The STC credit to dividend tax proposal created a problem with foreign investors. This definition was unfair to foreign investors who contributed to South African companies in exchange for shares and assets, that have never been within the scope of the South Africa tax system. On the CTC, they proposed that this system be simplified. In the new definition of the dividends tax, the meaning of “paid” was queried. It was important to clarify what Treasury would accept as paid. The refund period was also a concern regarding the waiting period until the next dividend declaration for a refund. It was suggested that there was no reason why the recipient should not be able to present the declaration to SARS immediately. It was not acceptable that there be a waiting period involved. It was interesting to note that the dividend withholding tax regime did not cater for deemed dividends and liability to tax. They noted the use of the phrase “regularly involved”. It was their opinion that this was arbitrary, created complications and was unnecessarily harsh – this provision was not necessary. On PHCs they stated that by and large arbitrage did not happen and this was just not necessary. Their experience was that people did not set these companies up for arbitrage. If anything they urged Treasury to consider a widening of the scope of the unbundling provisions to allow individuals to simplify their investments, so as to allow them to unwind these companies and put the assets in their own name.

Mr Roelofse reiterated that this legislation was not necessary. Intellectual property arbitrage’s new proviso seemed overbroad. If the IP in question was never owned or developed in South Africa but happened to be licensed to South African residents, who have an interest in the IP owning company - why should this be considered abusive as long as the Controlled Foreign Company owning the IP has appropriate business substance? He reviewed he explanatory instances detailed in the submission. It was their recommendation, to cure this problem, that 231(2)(b)(ii)(bb) be deleted from section 231.

○ ○ ○ ○ ○ ○ ○

-- TASK OBJECTIVE --
Summarize the passage above in two sentences.

○ ○ ○ ○ ○ ○ ○

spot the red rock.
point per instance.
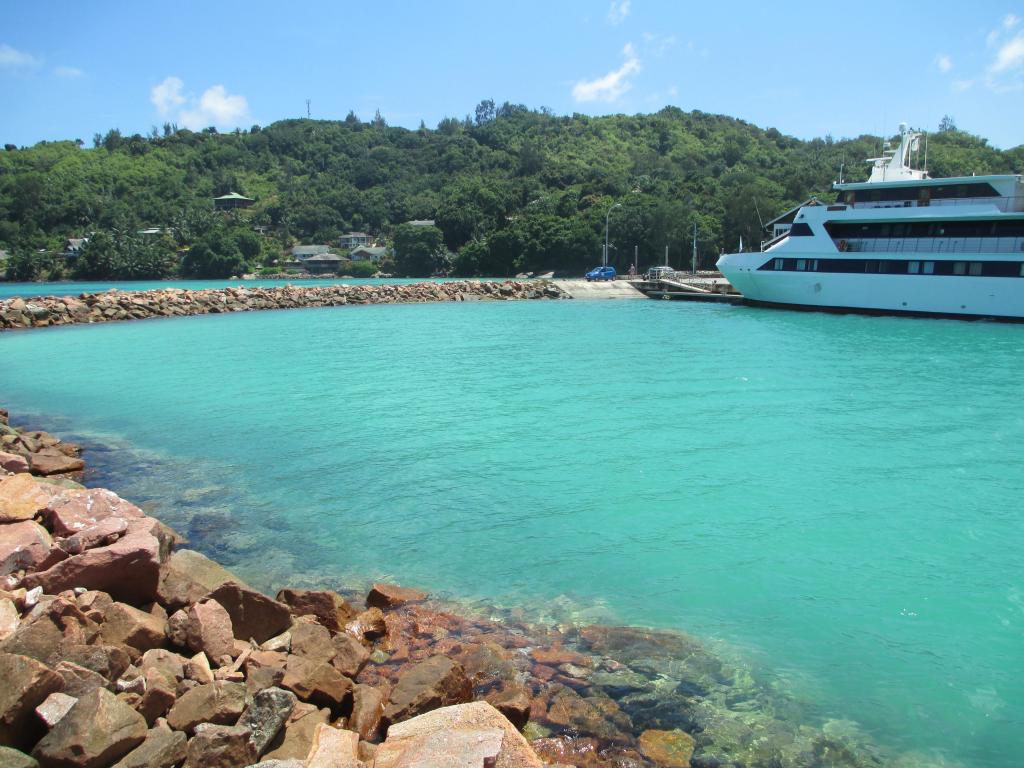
(387, 596)
(27, 683)
(209, 630)
(436, 682)
(97, 731)
(331, 609)
(52, 462)
(24, 545)
(128, 569)
(254, 616)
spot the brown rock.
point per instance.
(128, 569)
(315, 682)
(54, 708)
(187, 577)
(209, 630)
(52, 462)
(331, 609)
(78, 680)
(313, 642)
(368, 710)
(349, 655)
(220, 747)
(668, 749)
(27, 683)
(98, 730)
(387, 596)
(220, 702)
(124, 625)
(435, 682)
(162, 749)
(465, 734)
(254, 616)
(13, 462)
(295, 740)
(334, 748)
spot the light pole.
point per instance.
(605, 259)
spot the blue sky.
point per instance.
(69, 70)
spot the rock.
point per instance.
(368, 710)
(266, 716)
(24, 545)
(124, 625)
(13, 462)
(220, 747)
(370, 625)
(468, 734)
(387, 596)
(27, 683)
(54, 708)
(78, 680)
(220, 702)
(668, 749)
(162, 749)
(514, 702)
(210, 630)
(334, 748)
(254, 616)
(315, 682)
(187, 577)
(349, 655)
(52, 462)
(9, 619)
(10, 758)
(331, 609)
(435, 682)
(22, 498)
(295, 740)
(128, 569)
(313, 642)
(98, 730)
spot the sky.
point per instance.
(70, 70)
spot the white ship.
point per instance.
(899, 243)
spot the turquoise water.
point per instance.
(837, 498)
(7, 290)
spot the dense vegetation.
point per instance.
(511, 190)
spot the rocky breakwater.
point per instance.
(171, 302)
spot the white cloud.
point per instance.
(167, 95)
(619, 10)
(216, 107)
(12, 58)
(611, 86)
(1010, 56)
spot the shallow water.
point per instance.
(838, 497)
(9, 290)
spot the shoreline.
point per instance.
(43, 311)
(590, 692)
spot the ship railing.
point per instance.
(1004, 204)
(933, 245)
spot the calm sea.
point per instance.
(837, 499)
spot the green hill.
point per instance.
(513, 189)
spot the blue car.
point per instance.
(601, 272)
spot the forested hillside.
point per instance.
(511, 189)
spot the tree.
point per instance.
(419, 251)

○ ○ ○ ○ ○ ○ ○

-- RESPONSE BELOW --
The passage raises concerns about the dividends tax: the STC credit proposal was unfair to foreign investors, the meaning of "paid" needed clarifying, a waiting period for refunds was not acceptable, and the phrase "regularly involved" was arbitrary and unnecessarily harsh. It also holds that provisions on PHCs were unnecessary because people did not set these companies up for arbitrage, and Mr Roelofse calls the new intellectual property arbitrage proviso overbroad and recommends deleting 231(2)(b)(ii)(bb) from section 231.